• **Problem to work on**: In the article on China's eased visa rules, copy the stretch from "Previously, visas were" through "said on Monday." and replace "spokesperson" with "representative" everywhere it appears in that stretch.

• **Selected text**:
More foreigners are now able to enter China after Beijing eased its Covid-19 travel restrictions on Monday. However, the relaxed rules only apply to people who have received the China-made Sinovac vaccine.
“In view of resuming people-to-people exchanges between China and other countries in an orderly manner… the Office of the Commissioner of the Ministry of Foreign Affairs of China in the HKSAR will provide the following facilitation for visa applicants who have been inoculated with Covid-19 vaccines produced in China and obtained the vaccination certificate,” a statement from the city’s commissioner’s office read on Friday.
Foreign nationals and their family members can now apply for visas to “resume working and “production in various fields” while holders of an Asia Pacific Economic Cooperation business travel card can apply for a business visa.
The range of people eligible to enter China on “emergency humanitarian” grounds has also been broadened. Visas will now be granted to parents, spouses, siblings and grandparents for the purposes of “reuniting with family.”
Previously, visas were only granted for foreign nationals to attend to a dying family member or to make funeral arrangements for immediate family members.
Similar notices were issued by Chinese embassies in other countries, including the US, Israel and India.
People who travel to China under the new visa categories will still be required to fulfill existing quarantine requirements on the mainland, Chinese Foreign Ministry spokesperson, Zhao Lijian said on Monday.
“Our requirement for inbound passengers to hold a certificate showing negative results for both nucleic acid and antibody testing remains unchanged. After arriving in China, they should still comply with Chinese regulations on quarantine and observation,” he said.
“China stands ready to advance mutual recognition of vaccination with other countries,” Zhao added.
The China-developed Sinovac vaccine has raised concerns in Hong Kong following the deaths of seven people in the city within days of receiving the jab since late February. Health officials however, have ruled out a link with the vaccine in all seven cases.
The vaccine is not administered to people aged 60 and over in mainland China.
China, where the Covid-19 virus first emerged in late 2019, has maintained steady control of the pandemic using authoritarian measures including strictly enforced lockdowns.

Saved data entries
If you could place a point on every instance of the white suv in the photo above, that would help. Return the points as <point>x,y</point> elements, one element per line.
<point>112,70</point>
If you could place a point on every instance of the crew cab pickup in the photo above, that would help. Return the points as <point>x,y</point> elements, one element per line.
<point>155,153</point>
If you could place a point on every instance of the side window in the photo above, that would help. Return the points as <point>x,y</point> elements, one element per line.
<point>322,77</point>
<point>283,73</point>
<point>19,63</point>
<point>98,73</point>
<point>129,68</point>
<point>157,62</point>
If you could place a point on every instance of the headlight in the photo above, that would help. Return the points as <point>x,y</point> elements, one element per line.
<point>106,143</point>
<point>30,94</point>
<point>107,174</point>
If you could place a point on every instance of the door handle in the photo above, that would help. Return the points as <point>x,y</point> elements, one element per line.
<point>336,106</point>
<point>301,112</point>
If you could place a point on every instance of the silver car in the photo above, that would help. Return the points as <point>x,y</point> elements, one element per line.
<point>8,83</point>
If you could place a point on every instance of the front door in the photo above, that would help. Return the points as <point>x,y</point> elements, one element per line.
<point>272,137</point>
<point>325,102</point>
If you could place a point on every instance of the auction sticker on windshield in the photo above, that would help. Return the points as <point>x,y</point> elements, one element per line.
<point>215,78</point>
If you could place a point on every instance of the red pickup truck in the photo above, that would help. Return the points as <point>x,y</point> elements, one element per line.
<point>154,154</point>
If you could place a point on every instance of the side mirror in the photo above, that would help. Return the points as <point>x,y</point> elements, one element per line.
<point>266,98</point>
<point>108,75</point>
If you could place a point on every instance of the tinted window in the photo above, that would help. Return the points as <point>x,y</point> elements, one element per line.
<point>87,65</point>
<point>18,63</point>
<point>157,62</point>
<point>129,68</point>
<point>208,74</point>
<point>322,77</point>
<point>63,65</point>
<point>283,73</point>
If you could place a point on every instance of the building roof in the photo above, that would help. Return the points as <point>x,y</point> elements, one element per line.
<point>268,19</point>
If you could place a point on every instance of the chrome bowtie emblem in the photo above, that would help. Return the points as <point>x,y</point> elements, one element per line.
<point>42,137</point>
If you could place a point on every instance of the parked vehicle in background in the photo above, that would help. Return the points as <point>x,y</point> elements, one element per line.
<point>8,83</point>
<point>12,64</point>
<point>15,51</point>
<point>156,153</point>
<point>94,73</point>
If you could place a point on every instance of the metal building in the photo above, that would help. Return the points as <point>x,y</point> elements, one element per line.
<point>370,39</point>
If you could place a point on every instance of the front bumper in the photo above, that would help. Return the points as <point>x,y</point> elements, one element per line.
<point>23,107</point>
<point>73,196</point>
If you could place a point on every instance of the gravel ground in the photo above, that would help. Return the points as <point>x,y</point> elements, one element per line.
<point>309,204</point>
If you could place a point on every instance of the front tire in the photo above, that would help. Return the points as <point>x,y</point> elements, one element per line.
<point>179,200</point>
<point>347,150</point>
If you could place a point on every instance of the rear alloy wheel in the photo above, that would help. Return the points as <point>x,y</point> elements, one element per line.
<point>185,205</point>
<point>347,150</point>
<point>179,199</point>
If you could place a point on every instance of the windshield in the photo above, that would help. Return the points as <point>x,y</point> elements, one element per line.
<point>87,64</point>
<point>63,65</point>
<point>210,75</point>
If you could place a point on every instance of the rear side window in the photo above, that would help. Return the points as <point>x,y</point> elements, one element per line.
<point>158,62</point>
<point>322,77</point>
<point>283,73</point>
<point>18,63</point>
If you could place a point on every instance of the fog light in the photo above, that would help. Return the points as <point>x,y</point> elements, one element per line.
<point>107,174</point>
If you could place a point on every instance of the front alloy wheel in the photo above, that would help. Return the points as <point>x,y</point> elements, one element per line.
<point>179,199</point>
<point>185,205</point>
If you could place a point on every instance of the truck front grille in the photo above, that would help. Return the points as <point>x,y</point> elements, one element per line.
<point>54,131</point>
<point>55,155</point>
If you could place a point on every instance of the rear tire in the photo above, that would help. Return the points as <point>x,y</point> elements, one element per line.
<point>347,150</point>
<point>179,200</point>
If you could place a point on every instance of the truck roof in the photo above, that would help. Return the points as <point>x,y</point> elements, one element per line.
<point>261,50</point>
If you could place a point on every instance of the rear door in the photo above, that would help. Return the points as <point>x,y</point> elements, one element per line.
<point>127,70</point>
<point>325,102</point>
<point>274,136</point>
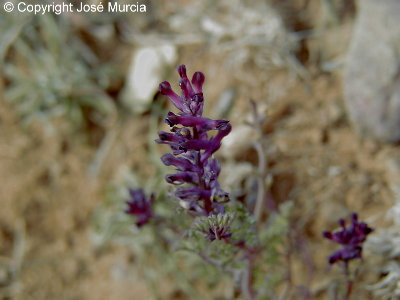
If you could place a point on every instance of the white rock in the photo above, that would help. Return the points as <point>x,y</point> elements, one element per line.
<point>145,73</point>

• **Output**:
Previously, visas were only granted for foreign nationals to attend to a dying family member or to make funeral arrangements for immediate family members.
Similar notices were issued by Chinese embassies in other countries, including the US, Israel and India.
People who travel to China under the new visa categories will still be required to fulfill existing quarantine requirements on the mainland, Chinese Foreign Ministry representative, Zhao Lijian said on Monday.